- Opening Delimiter -

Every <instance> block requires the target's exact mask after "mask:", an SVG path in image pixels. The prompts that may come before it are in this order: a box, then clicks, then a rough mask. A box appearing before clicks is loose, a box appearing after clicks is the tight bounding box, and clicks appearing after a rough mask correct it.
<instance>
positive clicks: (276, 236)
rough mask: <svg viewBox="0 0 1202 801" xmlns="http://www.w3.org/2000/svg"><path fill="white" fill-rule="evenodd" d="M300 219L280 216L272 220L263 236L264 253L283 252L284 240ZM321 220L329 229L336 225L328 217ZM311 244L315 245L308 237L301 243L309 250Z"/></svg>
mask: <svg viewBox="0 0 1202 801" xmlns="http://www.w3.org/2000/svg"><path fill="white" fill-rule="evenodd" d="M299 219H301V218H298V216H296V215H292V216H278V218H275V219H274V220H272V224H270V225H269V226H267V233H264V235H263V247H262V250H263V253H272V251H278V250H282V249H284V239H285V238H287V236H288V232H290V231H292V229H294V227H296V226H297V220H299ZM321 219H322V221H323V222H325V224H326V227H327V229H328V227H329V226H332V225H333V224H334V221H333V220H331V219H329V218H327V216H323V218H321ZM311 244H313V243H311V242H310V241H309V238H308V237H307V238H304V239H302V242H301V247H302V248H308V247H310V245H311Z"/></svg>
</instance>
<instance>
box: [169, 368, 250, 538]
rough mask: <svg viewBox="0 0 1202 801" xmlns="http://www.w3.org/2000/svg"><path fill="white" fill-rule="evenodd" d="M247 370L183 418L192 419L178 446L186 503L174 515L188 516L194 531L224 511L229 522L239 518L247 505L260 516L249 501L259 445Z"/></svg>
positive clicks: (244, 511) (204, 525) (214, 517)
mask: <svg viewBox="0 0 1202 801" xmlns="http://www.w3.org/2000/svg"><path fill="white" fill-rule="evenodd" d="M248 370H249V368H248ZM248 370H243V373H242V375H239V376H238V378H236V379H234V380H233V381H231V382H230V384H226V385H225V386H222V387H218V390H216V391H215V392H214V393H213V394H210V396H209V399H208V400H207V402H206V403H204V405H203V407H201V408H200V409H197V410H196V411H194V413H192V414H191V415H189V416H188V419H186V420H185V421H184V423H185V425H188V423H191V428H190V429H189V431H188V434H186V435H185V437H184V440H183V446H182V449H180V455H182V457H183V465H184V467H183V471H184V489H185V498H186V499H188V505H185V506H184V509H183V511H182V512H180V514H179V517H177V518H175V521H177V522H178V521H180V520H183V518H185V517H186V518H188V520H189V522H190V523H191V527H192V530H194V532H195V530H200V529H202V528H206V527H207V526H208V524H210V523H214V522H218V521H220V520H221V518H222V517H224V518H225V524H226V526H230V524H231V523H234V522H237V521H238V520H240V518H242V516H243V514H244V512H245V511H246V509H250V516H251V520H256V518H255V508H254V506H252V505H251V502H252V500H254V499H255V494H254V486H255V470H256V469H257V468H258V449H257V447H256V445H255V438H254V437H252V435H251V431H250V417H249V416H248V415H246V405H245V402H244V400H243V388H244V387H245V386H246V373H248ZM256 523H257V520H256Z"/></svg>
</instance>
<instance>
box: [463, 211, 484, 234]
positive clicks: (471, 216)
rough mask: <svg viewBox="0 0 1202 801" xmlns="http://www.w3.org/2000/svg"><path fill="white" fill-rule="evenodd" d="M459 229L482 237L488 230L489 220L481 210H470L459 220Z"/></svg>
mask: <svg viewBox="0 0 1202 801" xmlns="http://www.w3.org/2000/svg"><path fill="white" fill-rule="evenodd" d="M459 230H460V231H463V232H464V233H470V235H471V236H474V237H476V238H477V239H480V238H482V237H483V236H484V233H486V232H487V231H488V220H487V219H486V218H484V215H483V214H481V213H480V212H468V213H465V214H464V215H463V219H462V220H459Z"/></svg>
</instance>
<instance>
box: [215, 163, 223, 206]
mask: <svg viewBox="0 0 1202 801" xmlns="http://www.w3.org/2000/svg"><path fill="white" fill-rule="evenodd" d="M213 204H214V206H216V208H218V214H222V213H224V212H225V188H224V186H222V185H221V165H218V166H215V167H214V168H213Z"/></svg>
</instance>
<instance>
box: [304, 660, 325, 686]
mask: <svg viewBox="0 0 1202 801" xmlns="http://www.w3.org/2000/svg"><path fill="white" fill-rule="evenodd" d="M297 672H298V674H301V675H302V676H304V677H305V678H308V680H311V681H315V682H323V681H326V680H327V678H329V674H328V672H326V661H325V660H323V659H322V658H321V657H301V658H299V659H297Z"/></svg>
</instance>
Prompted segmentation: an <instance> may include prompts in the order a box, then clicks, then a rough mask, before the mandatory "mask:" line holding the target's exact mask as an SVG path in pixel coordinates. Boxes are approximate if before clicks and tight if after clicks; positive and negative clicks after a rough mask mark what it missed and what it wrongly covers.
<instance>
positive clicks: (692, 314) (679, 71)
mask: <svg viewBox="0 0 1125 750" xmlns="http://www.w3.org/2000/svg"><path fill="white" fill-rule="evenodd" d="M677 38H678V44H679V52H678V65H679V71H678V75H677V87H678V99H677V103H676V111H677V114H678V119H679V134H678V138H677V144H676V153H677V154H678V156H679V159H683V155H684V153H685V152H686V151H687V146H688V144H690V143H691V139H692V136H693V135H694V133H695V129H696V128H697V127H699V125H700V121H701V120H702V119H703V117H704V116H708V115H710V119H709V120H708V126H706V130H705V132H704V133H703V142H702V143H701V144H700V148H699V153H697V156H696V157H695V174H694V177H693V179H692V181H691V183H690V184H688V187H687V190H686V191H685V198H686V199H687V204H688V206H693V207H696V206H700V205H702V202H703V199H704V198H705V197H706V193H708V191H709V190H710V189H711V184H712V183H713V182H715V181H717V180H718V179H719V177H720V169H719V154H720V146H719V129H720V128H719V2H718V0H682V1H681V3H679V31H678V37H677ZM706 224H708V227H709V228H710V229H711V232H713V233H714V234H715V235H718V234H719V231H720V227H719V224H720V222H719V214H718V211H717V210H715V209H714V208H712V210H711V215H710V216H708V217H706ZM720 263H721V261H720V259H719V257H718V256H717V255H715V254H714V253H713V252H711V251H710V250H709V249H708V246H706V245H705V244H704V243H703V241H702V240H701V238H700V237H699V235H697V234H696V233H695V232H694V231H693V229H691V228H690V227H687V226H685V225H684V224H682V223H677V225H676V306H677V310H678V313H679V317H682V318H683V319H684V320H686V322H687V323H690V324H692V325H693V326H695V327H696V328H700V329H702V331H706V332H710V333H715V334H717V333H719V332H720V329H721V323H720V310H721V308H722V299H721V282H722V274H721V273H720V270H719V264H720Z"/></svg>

- Closing Delimiter -

## What you will do
Please transcribe all of the data above exactly.

## Answer area
Every <instance> block requires the target's exact mask after "mask:", an SVG path in image pixels. The prompts that may come before it are in this order: a box, then clicks, then a rough mask. A box appearing before clicks is loose, a box appearing after clicks is the tight bounding box, and clicks appearing after a rough mask correct it.
<instance>
positive clicks: (276, 236)
rough mask: <svg viewBox="0 0 1202 801" xmlns="http://www.w3.org/2000/svg"><path fill="white" fill-rule="evenodd" d="M300 219L280 216L272 220L263 236L264 253L283 252L284 240ZM321 220L329 229L336 225L328 217ZM311 244L315 245L308 237L301 243L309 250Z"/></svg>
mask: <svg viewBox="0 0 1202 801" xmlns="http://www.w3.org/2000/svg"><path fill="white" fill-rule="evenodd" d="M299 219H301V218H298V216H296V215H292V216H278V218H275V219H274V220H272V224H270V225H269V226H267V233H264V235H263V247H262V250H263V253H272V251H278V250H282V249H284V239H285V238H287V236H288V232H290V231H292V229H294V227H296V226H297V220H299ZM321 219H322V221H323V222H325V224H326V227H327V229H328V227H329V226H332V225H333V224H334V221H333V220H331V219H329V218H327V216H323V218H321ZM311 244H313V243H311V242H310V241H309V238H308V237H307V238H304V239H302V242H301V247H302V248H308V247H310V245H311Z"/></svg>
</instance>
<instance>
box: [169, 368, 250, 538]
rough mask: <svg viewBox="0 0 1202 801" xmlns="http://www.w3.org/2000/svg"><path fill="white" fill-rule="evenodd" d="M247 370L183 418L192 419L178 446L186 503L174 515L188 516L194 531L224 511L229 522L239 518L247 505L260 516L249 501L259 445Z"/></svg>
positive clicks: (244, 511) (204, 525) (214, 517)
mask: <svg viewBox="0 0 1202 801" xmlns="http://www.w3.org/2000/svg"><path fill="white" fill-rule="evenodd" d="M248 370H249V368H248ZM248 370H243V373H242V375H239V376H238V378H236V379H234V380H233V381H231V382H230V384H226V385H225V386H222V387H218V390H216V391H215V392H214V393H213V394H210V396H209V399H208V400H207V402H206V403H204V405H203V407H201V408H200V409H197V410H196V411H194V413H192V414H191V415H189V416H188V419H186V420H185V421H184V423H185V425H188V423H191V428H190V429H189V431H188V434H186V435H185V437H184V440H183V446H182V449H180V455H182V457H183V465H184V467H183V471H184V489H185V498H186V499H188V505H185V506H184V509H183V511H182V512H180V514H179V517H177V518H175V521H177V522H178V521H180V520H183V518H185V517H186V518H188V520H189V522H190V523H191V527H192V530H194V532H195V530H200V529H202V528H206V527H207V526H208V524H210V523H214V522H218V521H220V520H221V518H222V517H224V518H225V524H226V526H230V524H231V523H234V522H237V521H238V520H240V518H242V516H243V514H244V512H245V511H246V509H250V516H251V520H256V518H255V508H254V506H252V505H251V502H252V500H254V499H255V494H254V486H255V470H256V469H257V468H258V449H257V447H256V445H255V438H254V437H252V435H251V431H250V417H249V416H248V415H246V405H245V402H244V400H243V388H244V387H245V386H246V373H248ZM256 523H257V520H256Z"/></svg>
</instance>
<instance>
box: [463, 211, 484, 234]
positive clicks: (471, 216)
rough mask: <svg viewBox="0 0 1202 801" xmlns="http://www.w3.org/2000/svg"><path fill="white" fill-rule="evenodd" d="M459 229L482 237L488 230L489 220L481 210H470L459 220Z"/></svg>
mask: <svg viewBox="0 0 1202 801" xmlns="http://www.w3.org/2000/svg"><path fill="white" fill-rule="evenodd" d="M459 230H460V231H463V232H464V233H470V235H471V236H474V237H476V238H477V239H480V238H482V237H483V236H484V233H486V232H487V231H488V220H487V219H486V218H484V215H483V214H481V213H480V212H468V213H465V214H464V215H463V219H462V220H459Z"/></svg>
</instance>
<instance>
box: [215, 163, 223, 206]
mask: <svg viewBox="0 0 1202 801" xmlns="http://www.w3.org/2000/svg"><path fill="white" fill-rule="evenodd" d="M213 204H214V206H216V208H218V214H222V213H224V212H225V188H224V186H222V185H221V165H218V166H215V167H214V168H213Z"/></svg>
</instance>
<instance>
box: [304, 660, 325, 686]
mask: <svg viewBox="0 0 1202 801" xmlns="http://www.w3.org/2000/svg"><path fill="white" fill-rule="evenodd" d="M297 672H298V674H301V675H302V676H304V677H305V678H308V680H311V681H315V682H323V681H326V680H327V678H329V674H328V672H326V661H325V660H323V659H322V658H321V657H301V658H299V659H297Z"/></svg>
</instance>
Prompted segmentation: an <instance> may include prompts in the order a box, then clicks, then a rough mask, before the mandatory "mask:" line holding the target's exact mask as an SVG path in pixel coordinates. Boxes are approximate if before clicks and tight if after clicks; positive and negative clicks after a rough mask mark what it missed and what it wrongly covers.
<instance>
positive clicks: (692, 314) (679, 71)
mask: <svg viewBox="0 0 1125 750" xmlns="http://www.w3.org/2000/svg"><path fill="white" fill-rule="evenodd" d="M677 38H678V44H679V52H678V65H679V71H678V75H677V87H678V99H677V103H676V111H677V114H678V119H679V134H678V138H677V144H676V153H677V154H678V156H679V159H683V155H684V153H685V152H686V151H687V146H688V144H690V143H691V139H692V136H693V135H694V133H695V129H696V128H697V127H699V125H700V121H701V120H702V119H703V117H704V116H708V115H710V119H709V120H708V126H706V130H705V132H704V133H703V142H702V143H701V144H700V148H699V153H697V156H696V157H695V174H694V177H693V179H692V181H691V183H690V184H688V187H687V190H686V191H685V198H686V199H687V204H688V206H693V207H696V206H700V205H702V202H703V199H704V198H705V197H706V193H708V191H709V190H710V189H711V184H712V183H713V182H715V181H717V180H718V179H719V177H720V169H719V154H720V146H719V129H720V128H719V2H718V0H682V1H681V3H679V31H678V37H677ZM706 224H708V227H709V228H710V229H711V232H713V233H714V234H715V235H718V234H719V231H720V227H719V224H720V222H719V214H718V211H717V210H715V209H714V208H712V210H711V215H710V216H708V217H706ZM720 263H721V261H720V259H719V257H718V256H717V255H715V254H714V253H713V252H711V251H710V250H709V249H708V246H706V245H705V244H704V243H703V241H702V240H701V238H700V237H699V235H697V234H696V233H695V232H694V231H693V229H691V228H690V227H687V226H685V225H684V224H682V223H677V225H676V306H677V310H678V313H679V317H682V318H683V319H684V320H686V322H687V323H690V324H692V325H693V326H695V327H696V328H700V329H702V331H706V332H710V333H715V334H717V333H719V332H720V329H721V323H720V310H721V308H722V299H721V282H722V274H721V273H720V270H719V264H720Z"/></svg>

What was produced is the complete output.